◆ SOURCE EXTRACT ◆

* * *

Team captains firmly believe that the best interest of the team always comes first.
Team captains are bold, tenacious, fearless, prepared, fluid and enthusiastic.
Team leaders are great listeners and have a thirst to improve. When a coach tells you something, you should listen to the meaning of the words and not how it is said. If a coach didn’t care, he wouldn’t bother to help you become the best player possible.
Team captains expect and demand the best from themselves and their teammates.
Know your role. A key part of being a leader is knowing your role on the team (scorer, rebounder, shutdown defender, sixth man, etc.). If you don’t know, ask.
Team captains choose their words carefully. The words of the team captain mean more than that of any other player.
Encourages teammates. A good leader keeps the team upbeat and positive. If a teammate is down, the captain picks the player’s spirits up.
Understand that mistakes will be made. Team leaders can’t get down on themselves or others when mistakes because if you do others will follow. So, instead of chastising yourself or teammate learn from the mistake and move on. Simple statements like “I got you next time” or “Relax, I will get the ball again next time”, will do wonders for a player’s confidence after a mistake.
Team captains do not allow others to talk negatively about the team. You should take any insult about a team member as an insult against the whole team.
I wana make team captain this year and i am in 9th grade i wanna make the varsity squad but i am up against other 9-12th graders how an i make sure i can get noticed and specifiacally be able to help my team. I wanna make sure my oach notices me any thoughts.
As a 9th/10th grader, what sets you apart from the regular 11th or 12th graders is experience and knowledge of this particular team, lesser interaction with the coaches, and an expectation to wait out your rookie years before you are made captain. But if you are to be considered for the position, you’d have to show the natural ability to lead, not to mention have tremendous work ethic and regularity. be one of the most stable players on your team. Once your skills are strong enough for your teammates to trust your judgement, try leading or creating a few plays for your teammates. It’s not always a point guard that is the captain, but it is often so, as he is the one who communicates maximum with his teammates. Build an individual respect and rapport with each teammate. Striving to shine as a star player will not work. A will to work on the team rather than only yourself is necessary. As you keep your head in the game,have a reliable outlook about you, and maintain your stability and work ethic, you are bound to be considered for captaincy.
My daughter is on a varsity high school basketball team and is clearly the leader of the team, not only as far as skill but more importantly her actions on and off the court, dedication, work ethic, and her ability to lead the team on the floor. She is always the first to arrive at practices and last to leave. My daughter is a sophomore as is most the team. This summer coach told her she would be captain. To her, is was going to be an honor and she was looking forward to the responsibility. At some point before season started, rather than making the decision on the other captain, he decided to rotate captains every game. If they were all strong leaders, maybe, however this isn’t the case. This sends the wrong message to me, diminishes the value, undermines my daughters efforts and really shows that he is unable to make tough decisions. He didn’t want to hurt anyones feelings which instead he undermined his best player. My daughter was hurt and really lost a lot of respect for him with this decision. He is fairly new to coaching and it is obvious that he struggles. What are your thoughts? Rather than getting mad, I wanted to possibly hear another perspective. I see it as everyone get’s a trophy mentality which is fine for a church league or maybe in elementary school but not in high school sports.

* * *

◆ EXERCISE REQUIREMENTS ◆
• 1. Answer these from the text on team captains:
(a) What should a player do if they don't know their role on the team?
(b) An insult about a team member should be taken as an insult against what?
(c) In the parent's comment, what did the coach decide to do instead of choosing the other captain?
• 2. From the text on team captains, reproduce word for word the stretch from "Know your role." through "after a mistake.".

* * *

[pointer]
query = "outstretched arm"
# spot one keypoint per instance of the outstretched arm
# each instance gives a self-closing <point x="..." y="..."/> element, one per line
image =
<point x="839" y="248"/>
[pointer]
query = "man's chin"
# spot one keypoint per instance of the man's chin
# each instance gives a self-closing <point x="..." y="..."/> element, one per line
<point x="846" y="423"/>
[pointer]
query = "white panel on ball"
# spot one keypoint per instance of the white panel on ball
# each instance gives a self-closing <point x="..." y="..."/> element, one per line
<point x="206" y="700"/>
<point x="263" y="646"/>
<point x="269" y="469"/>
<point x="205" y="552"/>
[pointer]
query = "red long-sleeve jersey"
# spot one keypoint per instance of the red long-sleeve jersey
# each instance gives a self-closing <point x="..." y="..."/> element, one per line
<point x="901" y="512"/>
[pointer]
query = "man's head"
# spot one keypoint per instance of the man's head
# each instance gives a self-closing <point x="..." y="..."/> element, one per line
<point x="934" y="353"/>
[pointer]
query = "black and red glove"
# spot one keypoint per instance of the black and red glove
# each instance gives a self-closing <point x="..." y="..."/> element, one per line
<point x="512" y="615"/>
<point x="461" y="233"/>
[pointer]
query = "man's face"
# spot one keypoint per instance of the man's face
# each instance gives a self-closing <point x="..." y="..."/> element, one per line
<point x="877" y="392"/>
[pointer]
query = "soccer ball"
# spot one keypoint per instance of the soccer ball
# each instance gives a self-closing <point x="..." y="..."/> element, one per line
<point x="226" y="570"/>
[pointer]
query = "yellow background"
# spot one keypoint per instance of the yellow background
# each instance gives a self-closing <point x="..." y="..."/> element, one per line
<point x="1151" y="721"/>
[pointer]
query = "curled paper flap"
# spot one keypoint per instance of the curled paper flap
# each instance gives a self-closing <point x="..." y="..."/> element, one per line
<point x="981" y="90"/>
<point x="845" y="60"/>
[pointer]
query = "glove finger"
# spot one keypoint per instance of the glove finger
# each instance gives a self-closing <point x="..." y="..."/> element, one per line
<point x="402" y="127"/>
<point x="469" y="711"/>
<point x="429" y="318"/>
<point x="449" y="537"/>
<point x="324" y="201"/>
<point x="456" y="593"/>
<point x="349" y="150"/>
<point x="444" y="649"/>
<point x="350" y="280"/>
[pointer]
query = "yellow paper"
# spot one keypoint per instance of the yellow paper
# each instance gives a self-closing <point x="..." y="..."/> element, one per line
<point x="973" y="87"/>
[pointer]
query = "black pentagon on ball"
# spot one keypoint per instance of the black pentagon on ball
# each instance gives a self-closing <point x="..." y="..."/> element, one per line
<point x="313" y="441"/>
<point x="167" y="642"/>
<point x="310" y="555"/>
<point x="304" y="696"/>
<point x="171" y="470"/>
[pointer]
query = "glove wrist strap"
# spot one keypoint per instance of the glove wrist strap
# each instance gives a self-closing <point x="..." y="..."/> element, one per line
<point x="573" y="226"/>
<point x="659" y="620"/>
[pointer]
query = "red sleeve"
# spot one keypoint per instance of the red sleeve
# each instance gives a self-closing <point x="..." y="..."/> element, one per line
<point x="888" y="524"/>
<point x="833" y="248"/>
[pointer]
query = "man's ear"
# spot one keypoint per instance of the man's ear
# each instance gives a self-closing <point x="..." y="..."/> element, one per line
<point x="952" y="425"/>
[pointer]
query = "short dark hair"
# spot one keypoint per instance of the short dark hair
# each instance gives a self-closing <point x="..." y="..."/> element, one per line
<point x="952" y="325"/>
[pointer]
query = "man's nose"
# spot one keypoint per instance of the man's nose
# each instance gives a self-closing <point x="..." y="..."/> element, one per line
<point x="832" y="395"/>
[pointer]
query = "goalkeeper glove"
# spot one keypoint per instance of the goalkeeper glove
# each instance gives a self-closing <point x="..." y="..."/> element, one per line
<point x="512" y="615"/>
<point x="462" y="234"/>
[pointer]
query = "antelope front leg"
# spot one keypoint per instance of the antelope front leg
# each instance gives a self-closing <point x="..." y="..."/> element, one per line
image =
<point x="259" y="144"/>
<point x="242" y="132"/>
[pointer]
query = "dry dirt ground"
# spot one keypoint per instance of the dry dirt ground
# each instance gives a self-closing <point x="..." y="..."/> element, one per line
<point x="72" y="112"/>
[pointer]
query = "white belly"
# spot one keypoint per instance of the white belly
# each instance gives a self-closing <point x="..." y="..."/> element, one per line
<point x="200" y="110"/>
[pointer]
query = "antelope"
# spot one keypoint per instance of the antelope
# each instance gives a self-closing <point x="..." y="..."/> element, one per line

* * *

◆ PER-TASK OUTPUTS ◆
• 1.
(a) Ask.
(b) The whole team.
(c) Rotate captains every game.

• 2.
Know your role. A key part of being a leader is knowing your role on the team (scorer, rebounder, shutdown defender, sixth man, etc.). If you don’t know, ask.
Team captains choose their words carefully. The words of the team captain mean more than that of any other player.
Encourages teammates. A good leader keeps the team upbeat and positive. If a teammate is down, the captain picks the player’s spirits up.
Understand that mistakes will be made. Team leaders can’t get down on themselves or others when mistakes because if you do others will follow. So, instead of chastising yourself or teammate learn from the mistake and move on. Simple statements like “I got you next time” or “Relax, I will get the ball again next time”, will do wonders for a player’s confidence after a mistake.